Rows from a pointing dataset
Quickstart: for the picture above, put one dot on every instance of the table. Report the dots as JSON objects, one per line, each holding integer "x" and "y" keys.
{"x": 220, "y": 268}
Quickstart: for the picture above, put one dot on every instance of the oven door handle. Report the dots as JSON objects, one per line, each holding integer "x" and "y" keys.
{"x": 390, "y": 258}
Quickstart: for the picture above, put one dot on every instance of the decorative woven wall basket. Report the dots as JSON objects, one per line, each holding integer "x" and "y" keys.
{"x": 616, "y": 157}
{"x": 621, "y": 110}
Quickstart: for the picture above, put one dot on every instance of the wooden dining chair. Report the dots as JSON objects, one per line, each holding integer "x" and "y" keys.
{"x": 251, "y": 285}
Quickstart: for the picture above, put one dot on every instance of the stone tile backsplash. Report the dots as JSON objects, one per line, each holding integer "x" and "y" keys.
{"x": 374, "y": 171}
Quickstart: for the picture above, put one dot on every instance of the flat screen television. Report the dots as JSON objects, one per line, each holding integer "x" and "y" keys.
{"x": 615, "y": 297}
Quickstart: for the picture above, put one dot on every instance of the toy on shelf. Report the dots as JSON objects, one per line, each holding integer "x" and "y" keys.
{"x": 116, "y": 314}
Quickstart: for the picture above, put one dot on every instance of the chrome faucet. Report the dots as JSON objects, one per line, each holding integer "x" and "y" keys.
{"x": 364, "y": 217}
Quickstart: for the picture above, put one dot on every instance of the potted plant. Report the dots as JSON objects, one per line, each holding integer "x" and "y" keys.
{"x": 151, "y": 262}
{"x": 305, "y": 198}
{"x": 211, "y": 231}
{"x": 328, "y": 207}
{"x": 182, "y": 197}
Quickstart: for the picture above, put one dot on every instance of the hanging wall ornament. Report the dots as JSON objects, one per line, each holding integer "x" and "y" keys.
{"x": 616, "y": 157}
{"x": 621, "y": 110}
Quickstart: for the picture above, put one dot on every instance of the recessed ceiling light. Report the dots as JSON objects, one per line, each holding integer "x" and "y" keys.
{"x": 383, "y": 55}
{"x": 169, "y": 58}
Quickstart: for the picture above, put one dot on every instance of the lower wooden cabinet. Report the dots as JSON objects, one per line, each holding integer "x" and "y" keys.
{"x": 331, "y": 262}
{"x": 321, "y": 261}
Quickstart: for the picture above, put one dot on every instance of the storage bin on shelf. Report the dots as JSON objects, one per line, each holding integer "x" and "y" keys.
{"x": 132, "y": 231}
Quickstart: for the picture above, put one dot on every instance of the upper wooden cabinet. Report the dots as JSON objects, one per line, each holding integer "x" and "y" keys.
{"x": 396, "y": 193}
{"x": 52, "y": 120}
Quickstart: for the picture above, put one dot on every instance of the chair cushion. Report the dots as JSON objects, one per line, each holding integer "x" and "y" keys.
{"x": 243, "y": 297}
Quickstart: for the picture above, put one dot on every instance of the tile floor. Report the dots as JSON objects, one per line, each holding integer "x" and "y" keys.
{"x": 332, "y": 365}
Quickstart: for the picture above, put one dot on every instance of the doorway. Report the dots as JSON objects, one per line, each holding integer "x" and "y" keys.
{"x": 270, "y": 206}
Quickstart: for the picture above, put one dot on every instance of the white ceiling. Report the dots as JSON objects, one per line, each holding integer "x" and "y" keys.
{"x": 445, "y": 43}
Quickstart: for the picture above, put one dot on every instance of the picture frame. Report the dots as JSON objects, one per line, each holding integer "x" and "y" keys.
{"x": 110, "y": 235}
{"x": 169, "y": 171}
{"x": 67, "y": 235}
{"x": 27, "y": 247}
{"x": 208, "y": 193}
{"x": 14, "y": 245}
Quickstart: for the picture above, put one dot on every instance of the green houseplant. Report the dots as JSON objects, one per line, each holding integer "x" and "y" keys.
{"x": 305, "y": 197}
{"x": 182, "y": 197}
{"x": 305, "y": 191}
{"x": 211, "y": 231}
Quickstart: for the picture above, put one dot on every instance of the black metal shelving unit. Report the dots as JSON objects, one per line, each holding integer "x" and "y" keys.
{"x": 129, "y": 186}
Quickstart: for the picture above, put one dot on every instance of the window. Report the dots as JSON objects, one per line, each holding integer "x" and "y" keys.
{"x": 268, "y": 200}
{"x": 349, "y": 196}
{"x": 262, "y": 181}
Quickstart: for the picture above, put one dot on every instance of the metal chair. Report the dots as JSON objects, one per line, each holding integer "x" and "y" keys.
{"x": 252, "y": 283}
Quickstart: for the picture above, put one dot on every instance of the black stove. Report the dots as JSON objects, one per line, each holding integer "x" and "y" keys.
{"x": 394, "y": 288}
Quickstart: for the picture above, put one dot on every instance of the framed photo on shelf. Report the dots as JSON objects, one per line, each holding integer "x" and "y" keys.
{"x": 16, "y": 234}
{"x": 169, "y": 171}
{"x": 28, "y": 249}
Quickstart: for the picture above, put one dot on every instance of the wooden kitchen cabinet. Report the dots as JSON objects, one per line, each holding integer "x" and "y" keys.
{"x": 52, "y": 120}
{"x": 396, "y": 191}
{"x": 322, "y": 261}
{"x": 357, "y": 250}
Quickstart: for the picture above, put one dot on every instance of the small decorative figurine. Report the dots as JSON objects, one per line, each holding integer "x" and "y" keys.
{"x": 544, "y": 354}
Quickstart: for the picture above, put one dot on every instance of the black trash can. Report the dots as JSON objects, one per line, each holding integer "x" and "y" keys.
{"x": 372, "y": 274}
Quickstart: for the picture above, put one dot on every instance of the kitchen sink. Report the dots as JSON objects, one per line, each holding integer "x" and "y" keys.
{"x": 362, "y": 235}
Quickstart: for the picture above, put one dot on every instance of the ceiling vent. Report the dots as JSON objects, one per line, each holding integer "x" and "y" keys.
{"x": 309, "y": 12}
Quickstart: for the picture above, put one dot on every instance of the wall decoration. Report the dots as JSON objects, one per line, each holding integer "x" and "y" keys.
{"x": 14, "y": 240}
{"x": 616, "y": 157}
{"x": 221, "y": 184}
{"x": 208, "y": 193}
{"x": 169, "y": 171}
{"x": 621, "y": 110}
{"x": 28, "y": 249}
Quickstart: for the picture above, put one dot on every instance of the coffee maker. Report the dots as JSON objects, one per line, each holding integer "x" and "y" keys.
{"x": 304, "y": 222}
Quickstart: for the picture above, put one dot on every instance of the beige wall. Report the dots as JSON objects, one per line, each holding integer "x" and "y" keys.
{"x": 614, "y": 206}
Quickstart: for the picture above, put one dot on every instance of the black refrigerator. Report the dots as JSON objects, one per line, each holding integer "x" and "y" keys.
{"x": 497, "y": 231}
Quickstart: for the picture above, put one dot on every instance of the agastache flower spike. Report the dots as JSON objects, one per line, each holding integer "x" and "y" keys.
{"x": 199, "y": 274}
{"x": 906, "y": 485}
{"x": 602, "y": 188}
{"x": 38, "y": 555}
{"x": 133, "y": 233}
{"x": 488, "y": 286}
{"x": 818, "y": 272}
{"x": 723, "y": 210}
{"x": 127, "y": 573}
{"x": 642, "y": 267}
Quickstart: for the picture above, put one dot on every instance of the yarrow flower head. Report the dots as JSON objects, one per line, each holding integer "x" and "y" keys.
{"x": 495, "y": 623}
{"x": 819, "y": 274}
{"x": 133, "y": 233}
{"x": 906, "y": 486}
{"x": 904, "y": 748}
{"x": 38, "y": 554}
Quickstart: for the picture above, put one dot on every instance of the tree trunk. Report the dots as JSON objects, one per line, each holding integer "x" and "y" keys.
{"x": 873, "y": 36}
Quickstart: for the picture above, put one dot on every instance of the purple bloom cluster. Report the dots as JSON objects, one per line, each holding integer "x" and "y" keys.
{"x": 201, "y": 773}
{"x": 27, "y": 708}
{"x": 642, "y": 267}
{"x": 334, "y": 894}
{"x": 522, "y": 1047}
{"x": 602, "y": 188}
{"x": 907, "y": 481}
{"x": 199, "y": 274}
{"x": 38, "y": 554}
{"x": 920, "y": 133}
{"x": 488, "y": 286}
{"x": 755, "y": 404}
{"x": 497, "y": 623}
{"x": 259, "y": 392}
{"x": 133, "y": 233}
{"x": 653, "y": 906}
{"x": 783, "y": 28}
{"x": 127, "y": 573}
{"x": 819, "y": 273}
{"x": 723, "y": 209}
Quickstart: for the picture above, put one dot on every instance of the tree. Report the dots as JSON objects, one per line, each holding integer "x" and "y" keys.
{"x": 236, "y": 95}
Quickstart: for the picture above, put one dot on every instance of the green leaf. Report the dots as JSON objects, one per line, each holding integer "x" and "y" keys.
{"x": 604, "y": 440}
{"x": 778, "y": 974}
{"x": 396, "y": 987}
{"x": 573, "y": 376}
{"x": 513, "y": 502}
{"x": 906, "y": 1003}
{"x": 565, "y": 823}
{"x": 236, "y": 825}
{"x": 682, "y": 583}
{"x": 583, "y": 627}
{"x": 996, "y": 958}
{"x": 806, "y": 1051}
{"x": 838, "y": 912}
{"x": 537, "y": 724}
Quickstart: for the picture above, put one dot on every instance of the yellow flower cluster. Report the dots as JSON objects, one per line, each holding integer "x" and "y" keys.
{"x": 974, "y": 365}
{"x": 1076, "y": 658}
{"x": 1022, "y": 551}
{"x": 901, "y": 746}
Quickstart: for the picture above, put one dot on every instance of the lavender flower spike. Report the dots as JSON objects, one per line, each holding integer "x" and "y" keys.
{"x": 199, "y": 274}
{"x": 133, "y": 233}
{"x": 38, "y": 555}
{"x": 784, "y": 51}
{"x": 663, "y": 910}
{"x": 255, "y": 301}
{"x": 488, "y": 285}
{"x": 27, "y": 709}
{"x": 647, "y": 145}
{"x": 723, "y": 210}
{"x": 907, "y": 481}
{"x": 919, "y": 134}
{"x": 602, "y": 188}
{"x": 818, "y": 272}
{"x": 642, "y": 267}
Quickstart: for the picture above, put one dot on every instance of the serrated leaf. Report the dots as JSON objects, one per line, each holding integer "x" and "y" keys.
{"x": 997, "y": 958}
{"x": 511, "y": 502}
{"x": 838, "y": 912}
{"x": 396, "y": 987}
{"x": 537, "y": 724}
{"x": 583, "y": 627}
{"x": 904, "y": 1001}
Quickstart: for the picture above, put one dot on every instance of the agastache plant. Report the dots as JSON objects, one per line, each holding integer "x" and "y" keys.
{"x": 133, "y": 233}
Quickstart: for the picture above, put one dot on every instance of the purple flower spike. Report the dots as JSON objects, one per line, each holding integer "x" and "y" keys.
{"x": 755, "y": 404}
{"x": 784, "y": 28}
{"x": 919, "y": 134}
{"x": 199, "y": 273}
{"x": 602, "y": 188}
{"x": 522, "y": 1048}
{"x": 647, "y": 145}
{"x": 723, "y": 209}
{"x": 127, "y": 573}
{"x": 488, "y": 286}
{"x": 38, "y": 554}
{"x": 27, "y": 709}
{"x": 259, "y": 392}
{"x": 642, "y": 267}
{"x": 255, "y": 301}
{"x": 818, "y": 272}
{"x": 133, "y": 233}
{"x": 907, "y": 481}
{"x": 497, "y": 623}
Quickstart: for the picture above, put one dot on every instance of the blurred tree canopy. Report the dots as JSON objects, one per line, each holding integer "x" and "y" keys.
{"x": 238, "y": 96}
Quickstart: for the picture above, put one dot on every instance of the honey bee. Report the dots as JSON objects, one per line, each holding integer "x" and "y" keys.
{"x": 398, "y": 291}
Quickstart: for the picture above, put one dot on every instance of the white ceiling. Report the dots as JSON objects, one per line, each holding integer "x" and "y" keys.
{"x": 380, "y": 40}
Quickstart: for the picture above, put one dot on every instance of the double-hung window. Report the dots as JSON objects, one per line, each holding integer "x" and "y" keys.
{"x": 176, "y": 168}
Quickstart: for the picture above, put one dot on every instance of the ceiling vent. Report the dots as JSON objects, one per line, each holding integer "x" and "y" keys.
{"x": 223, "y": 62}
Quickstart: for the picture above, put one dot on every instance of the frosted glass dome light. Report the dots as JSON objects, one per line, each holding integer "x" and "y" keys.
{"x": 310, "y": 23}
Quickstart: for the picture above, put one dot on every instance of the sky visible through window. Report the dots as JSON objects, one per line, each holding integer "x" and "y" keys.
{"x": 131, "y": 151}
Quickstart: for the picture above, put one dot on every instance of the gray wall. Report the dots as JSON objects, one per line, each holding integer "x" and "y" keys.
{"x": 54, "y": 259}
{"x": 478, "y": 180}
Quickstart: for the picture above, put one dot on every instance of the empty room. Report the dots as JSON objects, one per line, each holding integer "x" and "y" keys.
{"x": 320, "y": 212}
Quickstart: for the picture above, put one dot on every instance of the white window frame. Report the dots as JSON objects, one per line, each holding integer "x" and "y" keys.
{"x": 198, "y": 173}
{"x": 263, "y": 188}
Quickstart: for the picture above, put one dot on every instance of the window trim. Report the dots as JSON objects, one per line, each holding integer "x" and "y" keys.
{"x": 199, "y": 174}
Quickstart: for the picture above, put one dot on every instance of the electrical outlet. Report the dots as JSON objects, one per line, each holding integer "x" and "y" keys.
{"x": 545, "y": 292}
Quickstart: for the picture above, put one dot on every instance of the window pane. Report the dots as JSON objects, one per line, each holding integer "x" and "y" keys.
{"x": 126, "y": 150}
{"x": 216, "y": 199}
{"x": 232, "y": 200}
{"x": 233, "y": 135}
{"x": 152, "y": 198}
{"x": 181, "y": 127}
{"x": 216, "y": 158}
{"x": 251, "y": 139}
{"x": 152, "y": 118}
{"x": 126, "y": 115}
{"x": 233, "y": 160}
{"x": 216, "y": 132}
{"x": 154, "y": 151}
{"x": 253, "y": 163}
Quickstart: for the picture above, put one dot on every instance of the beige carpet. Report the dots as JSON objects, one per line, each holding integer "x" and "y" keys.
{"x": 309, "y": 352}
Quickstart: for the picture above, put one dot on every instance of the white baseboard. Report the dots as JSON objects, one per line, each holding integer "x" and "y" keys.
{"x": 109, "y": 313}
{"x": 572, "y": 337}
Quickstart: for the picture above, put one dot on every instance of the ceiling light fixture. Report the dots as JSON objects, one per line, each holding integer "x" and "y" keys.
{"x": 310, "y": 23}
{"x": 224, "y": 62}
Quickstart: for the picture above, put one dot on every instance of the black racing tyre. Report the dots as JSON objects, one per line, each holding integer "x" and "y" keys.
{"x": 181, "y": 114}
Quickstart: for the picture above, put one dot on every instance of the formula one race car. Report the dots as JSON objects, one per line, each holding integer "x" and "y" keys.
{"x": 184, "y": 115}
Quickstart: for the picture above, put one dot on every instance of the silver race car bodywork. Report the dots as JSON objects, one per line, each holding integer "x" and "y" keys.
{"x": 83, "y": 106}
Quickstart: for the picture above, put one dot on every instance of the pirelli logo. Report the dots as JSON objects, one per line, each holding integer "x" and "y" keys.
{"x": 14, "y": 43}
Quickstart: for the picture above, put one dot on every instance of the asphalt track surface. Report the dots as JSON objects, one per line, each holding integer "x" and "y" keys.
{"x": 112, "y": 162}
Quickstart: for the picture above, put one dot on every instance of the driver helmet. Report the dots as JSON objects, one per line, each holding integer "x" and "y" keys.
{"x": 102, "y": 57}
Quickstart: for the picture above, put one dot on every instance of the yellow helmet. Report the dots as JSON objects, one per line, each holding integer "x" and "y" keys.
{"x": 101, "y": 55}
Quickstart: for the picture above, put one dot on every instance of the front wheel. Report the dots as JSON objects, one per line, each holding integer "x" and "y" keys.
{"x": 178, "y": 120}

* Aim *
Starting at the line that contains "of the formula" and ending at the end of the data, write those lines out again with "race car" changed to "racing car" and nothing else altered.

* Expected answer *
Quickstart: for the picture above, put one dot on every instance of the formula one racing car. Report the dots as JSON objects, one per line, each holding integer "x" and "y" keys.
{"x": 184, "y": 115}
Quickstart: for the picture above, put one dot on every instance of the silver racing car bodywork. Report the dots as JSON objects, one per line, each holding integer "x" and "y" keys.
{"x": 83, "y": 106}
Quickstart: for the picture above, put one dot on every instance of the pirelli logo. Report the dots as JSON objects, one per line, each holding integer "x" and "y" keys.
{"x": 14, "y": 43}
Quickstart: for the picture above, put one dot on every instance of the asphalt track surface. Report the dots as JSON objects, one per line, each holding integer "x" and "y" keys.
{"x": 112, "y": 162}
Quickstart: for the picture above, put one dot on every instance of the driver helmet. Report the dots as JSON objects, one per line, each holding integer "x" and "y" keys.
{"x": 102, "y": 57}
Quickstart: for the picture above, put one dot on every instance of the yellow helmet. Report the dots as JSON objects, one per line, each holding integer "x" and "y" keys.
{"x": 101, "y": 55}
Quickstart: for the picture above, put one dot on every instance of the front wheel. Report the dots as JSON objects, one per line, each holding integer "x" and "y" keys.
{"x": 178, "y": 120}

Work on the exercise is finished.